■ **Your objective**: In the Reformation Sunday sermon, what did Martin Luther's students show him after they sobered up?

You drop your keys and valuables in a locker, walk through a scanner, and head down the yellow corridor as the door clangs shut. The smell of anger, fear, and disinfectant oozes from the walls. Visiting someone in jail is creepy. The good news is that you get to share a message of Jesus’ comfort with the person you are visiting, and the other good news is that you get to leave. Can you imagine what it would be like to be lose your freedom? If you are walking around thinking, “The sins of my past are so bad, that God will never forgive me,” you are stuck in the slavery of your guilt. If you burdened by thinking, “I have to do better to earn God’s favor and smile,” you’re stuck in the slavery of your save-myself ego. Jesus announces us, “The truth will set you free.” The truth is that God performed the greatest miracle of all time by declaring that, thanks to what Jesus did, we are free from the slavery of guilt and the pressure of trying to earn God’s approval. Listen to your Savior, “If the Son of God sets you free, you will be free indeed.” Rejoice with the Bible writer, “Though we were slaves, God has not deserted us in our bondage” (Ezekiel 9:9). Worship on Reformation Sunday is not designed to honor a man named Martin Luther but to honor Jesus, who proclaims, “I have won freedom for you, freedom from slavery to sin.”
More times than I can count, I have heard someone who heard that ask, “What’s to prevent people who believe that from going out and doing all kinds of bad stuff?” That’s what Martin Luther addressed in his debate statements nailed to the town bulletin board. He had seen a couple of his students teetering from misuse of alcohol and when they sobered up asked, “Why?” When they flashed the get-out-of-hell-free card they bought, he was incensed and wrote his debate statements proclaiming not only how we get freedom from slavery to sin but also that that powerful message changes us from the inside out.
The change is so radical, so one-hundred-and-eighty-degrees different from what was inside of us when we were born! It changes, “I-can-do-what-I-want” into “I-can-do-what-others-want,” and “I-can-do-whatever-makes-me-happy” into “I-can-do-whatever-makes-others-happy,” and “I-can-do-whatever-makes-me-look-good” into “I-can-do-whatever-makes-others-look-good,” which is exactly what we pastors heard and saw the after the tragedy two-plus weeks ago. Everyone we heard from expressed, yes, shock and sadness, then comfort in Jesus’ gift of eternal life, and “How can I help? What can I do?”
The apostle Paul wrote, “Do not be burdened again by a yoke of slavery” and “Do not use your freedom to indulge the sinful nature; rather, serve one another in love” (Galatians 5:1,13). I know that’s what you have been striving to do in your life, and you want to do that more. You can because God is going to give you the spiritual muscles to do it, which is what we celebrate today. Worship on Reformation Sunday is not designed to honor a man named Martin Luther but to honor Jesus, who proclaims, “I have won freedom for you, freedom from slavery to sin and freedom for service.” Live your life in that freedom! Amen.

■ **Information given**:
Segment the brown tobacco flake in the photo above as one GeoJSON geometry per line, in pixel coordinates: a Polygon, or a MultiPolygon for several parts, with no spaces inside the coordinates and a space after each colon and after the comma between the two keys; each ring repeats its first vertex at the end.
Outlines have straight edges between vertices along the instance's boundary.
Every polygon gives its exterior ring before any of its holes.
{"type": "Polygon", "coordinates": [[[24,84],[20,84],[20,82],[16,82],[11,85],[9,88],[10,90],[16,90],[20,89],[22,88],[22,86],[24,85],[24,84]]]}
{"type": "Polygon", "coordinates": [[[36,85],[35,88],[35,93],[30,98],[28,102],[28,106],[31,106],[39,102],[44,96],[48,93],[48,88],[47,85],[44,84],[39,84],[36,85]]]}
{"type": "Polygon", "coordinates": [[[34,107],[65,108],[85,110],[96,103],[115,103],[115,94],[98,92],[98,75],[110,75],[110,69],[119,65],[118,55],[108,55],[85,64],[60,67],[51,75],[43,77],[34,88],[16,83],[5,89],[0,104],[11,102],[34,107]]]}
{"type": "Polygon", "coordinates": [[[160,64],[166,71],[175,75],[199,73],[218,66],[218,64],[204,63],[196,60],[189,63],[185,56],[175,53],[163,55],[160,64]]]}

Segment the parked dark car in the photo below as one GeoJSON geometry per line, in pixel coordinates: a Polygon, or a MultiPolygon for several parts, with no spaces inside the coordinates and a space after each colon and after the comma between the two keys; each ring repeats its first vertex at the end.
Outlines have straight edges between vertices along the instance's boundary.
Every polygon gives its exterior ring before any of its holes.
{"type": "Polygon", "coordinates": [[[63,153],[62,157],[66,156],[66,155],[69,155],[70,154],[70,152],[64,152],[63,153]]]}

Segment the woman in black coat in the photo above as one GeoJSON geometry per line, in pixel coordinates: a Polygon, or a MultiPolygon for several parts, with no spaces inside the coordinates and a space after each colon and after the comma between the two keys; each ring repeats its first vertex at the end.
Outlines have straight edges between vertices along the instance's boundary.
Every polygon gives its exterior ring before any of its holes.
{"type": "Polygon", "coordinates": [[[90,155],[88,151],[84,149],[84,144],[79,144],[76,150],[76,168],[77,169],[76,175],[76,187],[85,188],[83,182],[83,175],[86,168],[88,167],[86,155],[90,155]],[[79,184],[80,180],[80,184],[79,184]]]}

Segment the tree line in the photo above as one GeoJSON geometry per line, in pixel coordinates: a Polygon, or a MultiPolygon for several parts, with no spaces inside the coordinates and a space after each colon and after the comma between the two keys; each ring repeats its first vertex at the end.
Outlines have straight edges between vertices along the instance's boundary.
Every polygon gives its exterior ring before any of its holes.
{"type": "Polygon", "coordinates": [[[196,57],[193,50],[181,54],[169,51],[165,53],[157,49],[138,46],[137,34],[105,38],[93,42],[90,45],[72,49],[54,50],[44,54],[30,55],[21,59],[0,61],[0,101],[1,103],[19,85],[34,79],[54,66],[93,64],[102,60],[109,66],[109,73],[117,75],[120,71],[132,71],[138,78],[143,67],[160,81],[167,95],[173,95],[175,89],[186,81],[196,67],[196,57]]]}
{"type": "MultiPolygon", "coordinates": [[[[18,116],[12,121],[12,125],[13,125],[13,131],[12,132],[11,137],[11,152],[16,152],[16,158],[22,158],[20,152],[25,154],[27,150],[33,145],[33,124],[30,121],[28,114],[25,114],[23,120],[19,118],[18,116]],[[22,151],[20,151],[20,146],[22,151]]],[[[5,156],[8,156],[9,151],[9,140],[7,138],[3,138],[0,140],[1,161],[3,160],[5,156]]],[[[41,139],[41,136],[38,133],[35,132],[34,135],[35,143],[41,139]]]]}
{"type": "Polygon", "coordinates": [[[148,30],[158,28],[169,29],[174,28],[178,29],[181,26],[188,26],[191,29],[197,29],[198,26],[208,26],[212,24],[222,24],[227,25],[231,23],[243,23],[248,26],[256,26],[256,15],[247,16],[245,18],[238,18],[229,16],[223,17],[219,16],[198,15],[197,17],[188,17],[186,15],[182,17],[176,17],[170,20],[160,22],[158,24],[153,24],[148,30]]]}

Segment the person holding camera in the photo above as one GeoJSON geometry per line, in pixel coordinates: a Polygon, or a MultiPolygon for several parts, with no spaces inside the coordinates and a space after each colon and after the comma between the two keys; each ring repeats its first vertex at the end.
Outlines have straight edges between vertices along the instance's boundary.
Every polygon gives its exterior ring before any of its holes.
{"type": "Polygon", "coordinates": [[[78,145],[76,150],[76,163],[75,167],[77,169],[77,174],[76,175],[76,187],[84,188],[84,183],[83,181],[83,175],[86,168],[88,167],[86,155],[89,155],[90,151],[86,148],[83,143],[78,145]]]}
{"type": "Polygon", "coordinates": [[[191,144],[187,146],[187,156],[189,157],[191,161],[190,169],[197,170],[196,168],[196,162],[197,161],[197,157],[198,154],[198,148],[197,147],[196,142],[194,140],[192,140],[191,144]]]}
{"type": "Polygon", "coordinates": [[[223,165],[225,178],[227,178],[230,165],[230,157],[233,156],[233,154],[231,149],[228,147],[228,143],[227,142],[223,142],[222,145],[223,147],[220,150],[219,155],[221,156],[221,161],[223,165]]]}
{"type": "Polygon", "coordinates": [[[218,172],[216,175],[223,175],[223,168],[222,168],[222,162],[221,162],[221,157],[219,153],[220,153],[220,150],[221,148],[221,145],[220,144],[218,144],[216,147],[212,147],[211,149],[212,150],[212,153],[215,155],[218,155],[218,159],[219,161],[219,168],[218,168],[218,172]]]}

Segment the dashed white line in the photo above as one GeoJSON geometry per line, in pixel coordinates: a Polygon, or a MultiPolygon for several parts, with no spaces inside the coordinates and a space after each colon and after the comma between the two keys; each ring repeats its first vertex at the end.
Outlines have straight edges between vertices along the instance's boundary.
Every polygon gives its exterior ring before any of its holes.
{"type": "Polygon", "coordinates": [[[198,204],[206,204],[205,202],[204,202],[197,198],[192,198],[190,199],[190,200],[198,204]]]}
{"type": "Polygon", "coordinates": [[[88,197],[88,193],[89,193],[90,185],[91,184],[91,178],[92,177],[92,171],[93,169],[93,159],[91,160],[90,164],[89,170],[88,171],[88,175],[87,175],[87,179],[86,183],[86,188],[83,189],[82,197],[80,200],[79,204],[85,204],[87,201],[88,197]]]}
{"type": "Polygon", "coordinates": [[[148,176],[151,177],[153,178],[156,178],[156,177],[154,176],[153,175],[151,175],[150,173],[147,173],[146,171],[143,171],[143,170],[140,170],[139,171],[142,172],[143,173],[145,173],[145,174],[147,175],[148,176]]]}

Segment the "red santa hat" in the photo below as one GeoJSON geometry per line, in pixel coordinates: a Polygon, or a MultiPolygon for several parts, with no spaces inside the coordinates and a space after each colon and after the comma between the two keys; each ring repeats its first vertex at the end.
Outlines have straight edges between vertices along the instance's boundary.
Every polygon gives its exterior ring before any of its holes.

■ **Result of this exercise**: They flashed the get-out-of-hell-free card they had bought.